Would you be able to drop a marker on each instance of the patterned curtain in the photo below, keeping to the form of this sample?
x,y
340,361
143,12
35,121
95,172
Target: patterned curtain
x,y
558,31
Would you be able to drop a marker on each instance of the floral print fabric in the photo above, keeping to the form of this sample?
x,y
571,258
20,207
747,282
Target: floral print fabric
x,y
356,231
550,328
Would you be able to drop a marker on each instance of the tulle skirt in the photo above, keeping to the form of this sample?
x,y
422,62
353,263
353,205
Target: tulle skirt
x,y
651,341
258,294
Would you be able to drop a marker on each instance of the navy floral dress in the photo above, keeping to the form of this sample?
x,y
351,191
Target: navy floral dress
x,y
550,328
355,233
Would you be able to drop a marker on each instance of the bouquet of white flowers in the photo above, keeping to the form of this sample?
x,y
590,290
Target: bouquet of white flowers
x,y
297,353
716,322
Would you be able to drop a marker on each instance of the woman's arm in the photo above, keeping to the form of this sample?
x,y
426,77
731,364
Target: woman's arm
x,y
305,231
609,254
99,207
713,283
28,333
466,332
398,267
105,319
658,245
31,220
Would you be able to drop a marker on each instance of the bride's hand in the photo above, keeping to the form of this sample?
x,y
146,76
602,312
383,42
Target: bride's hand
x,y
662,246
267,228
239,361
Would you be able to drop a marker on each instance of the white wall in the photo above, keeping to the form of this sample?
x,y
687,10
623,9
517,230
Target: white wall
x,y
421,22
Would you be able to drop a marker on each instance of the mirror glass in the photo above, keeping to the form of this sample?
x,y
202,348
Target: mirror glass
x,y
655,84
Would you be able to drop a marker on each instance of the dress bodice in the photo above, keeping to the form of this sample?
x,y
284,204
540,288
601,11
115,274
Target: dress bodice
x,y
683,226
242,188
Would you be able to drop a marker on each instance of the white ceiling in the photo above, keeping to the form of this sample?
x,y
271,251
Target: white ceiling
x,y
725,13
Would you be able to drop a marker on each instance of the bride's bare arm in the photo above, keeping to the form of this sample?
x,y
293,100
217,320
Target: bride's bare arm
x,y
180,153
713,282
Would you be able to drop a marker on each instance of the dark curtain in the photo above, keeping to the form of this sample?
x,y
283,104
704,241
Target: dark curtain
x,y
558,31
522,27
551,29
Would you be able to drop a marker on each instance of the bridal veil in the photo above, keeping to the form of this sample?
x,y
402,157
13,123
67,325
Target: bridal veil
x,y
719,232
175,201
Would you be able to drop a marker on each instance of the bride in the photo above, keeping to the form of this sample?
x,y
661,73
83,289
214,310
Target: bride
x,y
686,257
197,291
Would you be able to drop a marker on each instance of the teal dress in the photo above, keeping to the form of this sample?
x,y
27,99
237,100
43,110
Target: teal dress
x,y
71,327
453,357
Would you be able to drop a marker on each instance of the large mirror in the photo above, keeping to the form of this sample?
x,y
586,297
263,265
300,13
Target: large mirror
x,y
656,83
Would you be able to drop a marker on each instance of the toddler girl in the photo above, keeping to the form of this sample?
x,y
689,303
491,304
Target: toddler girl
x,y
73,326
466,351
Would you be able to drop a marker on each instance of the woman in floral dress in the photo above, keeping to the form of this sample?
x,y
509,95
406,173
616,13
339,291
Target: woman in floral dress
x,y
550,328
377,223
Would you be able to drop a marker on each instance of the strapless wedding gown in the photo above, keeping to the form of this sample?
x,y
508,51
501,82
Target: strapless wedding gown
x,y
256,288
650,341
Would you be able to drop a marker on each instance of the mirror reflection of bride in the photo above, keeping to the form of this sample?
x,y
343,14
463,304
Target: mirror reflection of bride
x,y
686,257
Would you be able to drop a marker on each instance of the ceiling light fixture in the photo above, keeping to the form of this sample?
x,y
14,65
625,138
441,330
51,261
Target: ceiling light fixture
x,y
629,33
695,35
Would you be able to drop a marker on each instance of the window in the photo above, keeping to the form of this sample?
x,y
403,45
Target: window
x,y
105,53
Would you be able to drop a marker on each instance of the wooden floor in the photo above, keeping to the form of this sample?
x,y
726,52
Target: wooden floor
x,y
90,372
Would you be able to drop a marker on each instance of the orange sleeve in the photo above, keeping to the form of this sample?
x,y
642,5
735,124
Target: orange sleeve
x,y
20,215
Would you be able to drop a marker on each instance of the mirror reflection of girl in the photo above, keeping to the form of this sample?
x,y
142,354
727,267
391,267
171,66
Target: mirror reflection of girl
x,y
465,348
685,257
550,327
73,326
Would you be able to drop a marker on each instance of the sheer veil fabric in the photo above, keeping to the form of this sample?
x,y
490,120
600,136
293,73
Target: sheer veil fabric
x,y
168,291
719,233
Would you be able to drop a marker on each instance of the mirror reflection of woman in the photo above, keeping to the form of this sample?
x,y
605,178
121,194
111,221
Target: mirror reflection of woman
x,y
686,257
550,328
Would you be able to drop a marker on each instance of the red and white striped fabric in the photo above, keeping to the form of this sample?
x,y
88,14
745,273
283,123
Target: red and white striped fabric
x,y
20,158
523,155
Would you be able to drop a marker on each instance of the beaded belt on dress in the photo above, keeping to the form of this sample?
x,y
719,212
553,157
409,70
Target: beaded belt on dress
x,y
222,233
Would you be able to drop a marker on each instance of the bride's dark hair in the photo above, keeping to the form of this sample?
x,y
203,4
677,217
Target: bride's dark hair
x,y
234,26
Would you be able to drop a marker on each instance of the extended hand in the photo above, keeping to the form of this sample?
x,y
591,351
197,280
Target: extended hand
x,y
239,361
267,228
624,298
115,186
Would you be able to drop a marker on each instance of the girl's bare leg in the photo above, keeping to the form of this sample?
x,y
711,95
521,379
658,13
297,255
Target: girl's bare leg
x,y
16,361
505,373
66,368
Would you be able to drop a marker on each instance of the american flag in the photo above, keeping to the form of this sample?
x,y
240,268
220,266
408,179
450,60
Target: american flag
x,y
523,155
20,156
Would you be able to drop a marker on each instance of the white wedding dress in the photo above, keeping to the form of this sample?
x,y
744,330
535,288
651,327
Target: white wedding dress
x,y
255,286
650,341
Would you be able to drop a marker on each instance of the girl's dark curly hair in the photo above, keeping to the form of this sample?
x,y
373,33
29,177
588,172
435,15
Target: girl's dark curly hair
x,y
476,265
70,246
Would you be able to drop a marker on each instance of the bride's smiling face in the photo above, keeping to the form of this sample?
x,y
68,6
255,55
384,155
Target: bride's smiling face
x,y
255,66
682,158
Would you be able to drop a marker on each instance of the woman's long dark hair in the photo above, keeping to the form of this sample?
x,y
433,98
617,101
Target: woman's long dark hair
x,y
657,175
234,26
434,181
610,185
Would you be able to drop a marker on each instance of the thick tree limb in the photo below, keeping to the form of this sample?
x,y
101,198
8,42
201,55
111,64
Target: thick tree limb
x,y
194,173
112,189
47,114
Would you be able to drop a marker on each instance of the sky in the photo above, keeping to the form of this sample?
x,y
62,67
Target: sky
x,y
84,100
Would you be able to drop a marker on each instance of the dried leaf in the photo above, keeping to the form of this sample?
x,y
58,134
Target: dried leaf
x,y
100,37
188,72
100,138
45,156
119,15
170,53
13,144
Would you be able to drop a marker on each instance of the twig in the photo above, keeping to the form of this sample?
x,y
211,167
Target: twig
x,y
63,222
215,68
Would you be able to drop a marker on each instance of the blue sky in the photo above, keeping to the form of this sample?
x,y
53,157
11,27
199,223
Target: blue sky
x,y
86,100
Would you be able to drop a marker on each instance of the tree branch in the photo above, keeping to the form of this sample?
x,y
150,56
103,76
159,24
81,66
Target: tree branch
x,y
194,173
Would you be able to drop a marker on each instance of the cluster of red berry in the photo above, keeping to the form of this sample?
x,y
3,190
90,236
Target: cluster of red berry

^^^^^^^^

◆ About this task:
Could you output all of the records above exactly as given?

◆ Solved problem:
Would you be able to drop a marker on each instance of the patterned curtain in the photo below, keeping to the form of this sample?
x,y
340,361
143,12
35,121
95,172
Target: patterned curtain
x,y
558,31
Would you be able to drop a marker on each instance of the floral print fabric in the photo above, keeping to the form of this sample?
x,y
571,258
20,207
747,282
Target: floral print fabric
x,y
356,231
550,328
Would you be able to drop a marker on each instance of the tulle skirt in the photo above, keeping to the form of this sample?
x,y
422,62
353,263
353,205
Target: tulle skirt
x,y
651,341
258,294
Would you be able to drop a marker on each instance of the navy floral dress in the photo above, keeping to the form of this sample?
x,y
351,191
Target: navy floral dress
x,y
550,328
355,233
Would you be able to drop a marker on each instance of the bouquet of white flowers in the photo above, keeping to the form of this sample?
x,y
590,290
Target: bouquet of white flowers
x,y
297,353
716,322
Would you be able to drop a marker on each instance of the woman's arm in the photo above, keeping to the form of this sample?
x,y
426,77
731,364
Target: woman's arm
x,y
305,231
609,254
99,207
713,283
28,333
466,332
398,267
105,319
658,245
31,220
Would you be able to drop a marker on each instance of the bride's hand in the photo above, keeping to the form of this sample?
x,y
146,76
602,312
383,42
Target: bride's hand
x,y
662,246
267,228
239,361
Would you be able to drop a marker on each instance of the white wall in the photo above, keeping to the form of this sample?
x,y
687,10
623,9
517,230
Target: white wall
x,y
421,22
Would you be able to drop a marker on each instance of the mirror glass in the photo above, keeping to the form of this sample?
x,y
202,348
Target: mirror glass
x,y
655,84
Would you be able to drop a marker on each instance of the dress bodice in the photo above, keeping to the form of this sample?
x,y
284,204
540,288
601,11
115,274
Target: dress bodice
x,y
683,226
242,188
Would you be able to drop a marker on each instance of the white ceiling in the photo above, keeping to the form of this sample?
x,y
271,251
Target: white ceiling
x,y
725,13
Would you be able to drop a marker on each instance of the bride's bare arm in the photo above, keeping to the form of this sample?
x,y
293,100
217,320
Target: bride's bare arm
x,y
180,153
713,282
Would you be able to drop a marker on each instance of the dark curtain in the photo above, keeping to the form of this sample?
x,y
283,104
704,241
Target: dark curtain
x,y
558,31
522,27
551,29
Would you be able to drop a marker on each instance of the bridal veil in the photo above, keeping to the form of this sample?
x,y
402,157
13,123
67,325
Target: bridal veil
x,y
719,232
175,201
Would you be able to drop a marker on each instance of the bride in the photo above, keeping to the form of this sample?
x,y
661,73
83,289
214,310
Target: bride
x,y
686,257
197,291
Would you be able to drop a marker on each instance of the teal dress in the photo above, keeping to the form of this sample?
x,y
27,99
237,100
43,110
Target: teal dress
x,y
71,327
453,357
Would you be able to drop a marker on each instance of the large mirror in the photo above, keeping to the form of this sample?
x,y
586,297
263,265
300,13
Target: large mirror
x,y
656,83
Would you be able to drop a marker on each instance of the toddler girl in the photo above, keeping to the form of this sample?
x,y
689,303
491,304
Target: toddler girl
x,y
73,326
466,351
Would you be able to drop a marker on each instance of the woman in floral dress in the photo above, keeping to the form of this sample?
x,y
509,95
406,173
616,13
339,291
Target: woman in floral dress
x,y
550,328
377,223
Would you be able to drop a marker on each instance of the strapless wedding gown in the photo above, keeping to the form of this sample?
x,y
508,51
501,82
Target: strapless wedding gown
x,y
256,288
650,341
Would you be able to drop a marker on each instance of the mirror reflection of bride in the photo above, keeping to the form of this sample?
x,y
343,14
463,304
Target: mirror reflection of bride
x,y
686,257
Would you be able to drop a marker on each instance of the ceiling light fixture in the photo above, keeping to the form of this sample?
x,y
14,65
625,138
441,330
51,261
Target: ceiling light fixture
x,y
629,33
695,35
Would you be able to drop a marker on each instance of the window in the photo above, keeping to the form of this sample?
x,y
403,45
Target: window
x,y
105,53
Would you be able to drop a marker on each instance of the wooden floor in the photo above, keeping to the form of this sample?
x,y
726,52
Target: wooden floor
x,y
90,372
Would you be able to drop a marker on each instance of the orange sleeve in the photo above, keeping to the form of this sample?
x,y
642,5
735,124
Target: orange sleeve
x,y
20,215
Would you be able to drop a marker on each instance of the mirror reflection of girl in the photo above, keeping to the form of this sample?
x,y
142,354
727,267
391,267
171,66
Target: mirror reflection of girl
x,y
465,348
685,257
550,327
73,326
Would you be able to drop a marker on each instance of the sheer veil fabric in the photo above, keeping to the form of this sample?
x,y
490,120
600,136
293,73
Target: sheer veil fabric
x,y
168,291
719,233
Would you be able to drop a marker on each instance of the mirror reflection of woman in the photo above, keeping to the form of this sample?
x,y
605,178
121,194
111,221
Target: mirror reflection of woman
x,y
686,257
550,328
Would you be able to drop a marker on each instance of the red and white striped fabric in the photo above, keeping to the form of this sample?
x,y
88,14
745,273
283,123
Target: red and white striped fabric
x,y
20,158
523,155
Would you be able to drop a marker on each instance of the beaded belt on dress in the photo above, keeping to the form of this sample?
x,y
719,212
553,157
409,70
Target: beaded belt on dress
x,y
222,233
Would you be able to drop a marker on each instance of the bride's dark hair in the photo above, keeping to the form of this sample?
x,y
203,4
677,217
Target: bride's dark hair
x,y
234,26
Would you be able to drop a marker on each instance of the extended hand in the photo above, keeping to the form of this sample?
x,y
591,351
197,280
Target: extended hand
x,y
239,361
267,228
624,298
115,186
Would you be able to drop a marker on each instance of the girl's bare leg in the photo above, keeping to the form of this sample?
x,y
711,95
521,379
658,13
297,255
Target: girl's bare leg
x,y
16,361
505,373
66,368
Would you be able to drop a marker on each instance of the american flag in the photo above, keeping to the form of this sample?
x,y
240,268
220,266
408,179
450,60
Target: american flag
x,y
523,155
20,156
Would you be able to drop a marker on each instance of the white wedding dress in the photo above, keeping to the form of this sample?
x,y
744,330
535,288
651,327
Target: white wedding dress
x,y
255,286
650,341
Would you be able to drop a marker on each instance of the girl's dark curly hair in the photo above, keeping to the form of this sample?
x,y
373,33
29,177
588,172
435,15
Target: girl's dark curly hair
x,y
476,265
70,246
Would you be able to drop a marker on each instance of the bride's smiling face in the photo above, keeping to the form of this sample?
x,y
68,6
255,55
384,155
Target: bride's smiling face
x,y
255,66
682,158
Would you be able to drop a marker on each instance of the woman's long dark hair in the photo above, keeping to the form of this sample?
x,y
433,98
617,101
Target: woman's long dark hair
x,y
657,175
234,26
434,181
610,185
Would you be able to drop a marker on each instance of the thick tree limb in the photo below, keeping to the form of this sample?
x,y
101,198
8,42
201,55
111,64
Target: thick tree limb
x,y
194,173
112,189
47,114
Would you be able to drop a marker on each instance of the sky in the photo above, keeping to the form of this sample?
x,y
62,67
Target: sky
x,y
84,100
Would you be able to drop a marker on each instance of the dried leaf in the photo above, keeping to the form of this sample?
x,y
58,134
Target: dried leaf
x,y
100,37
188,72
100,138
45,156
119,15
170,53
13,144
Would you be able to drop a marker on each instance of the twig in the photo above, keeping to the form of this sample?
x,y
211,167
Target: twig
x,y
63,222
215,68
Would you be able to drop a marker on each instance of the blue sky in the photo above, keeping to the form of this sample?
x,y
53,157
11,27
199,223
Target: blue sky
x,y
86,100
Would you be able to drop a marker on each instance of the tree branch in the photo above, keeping to the form of this sample?
x,y
150,56
103,76
159,24
81,66
Target: tree branch
x,y
194,173
Would you be able to drop a marker on each instance of the cluster of red berry in the photo above, keeping to the form of this sample?
x,y
3,190
90,236
Target: cluster of red berry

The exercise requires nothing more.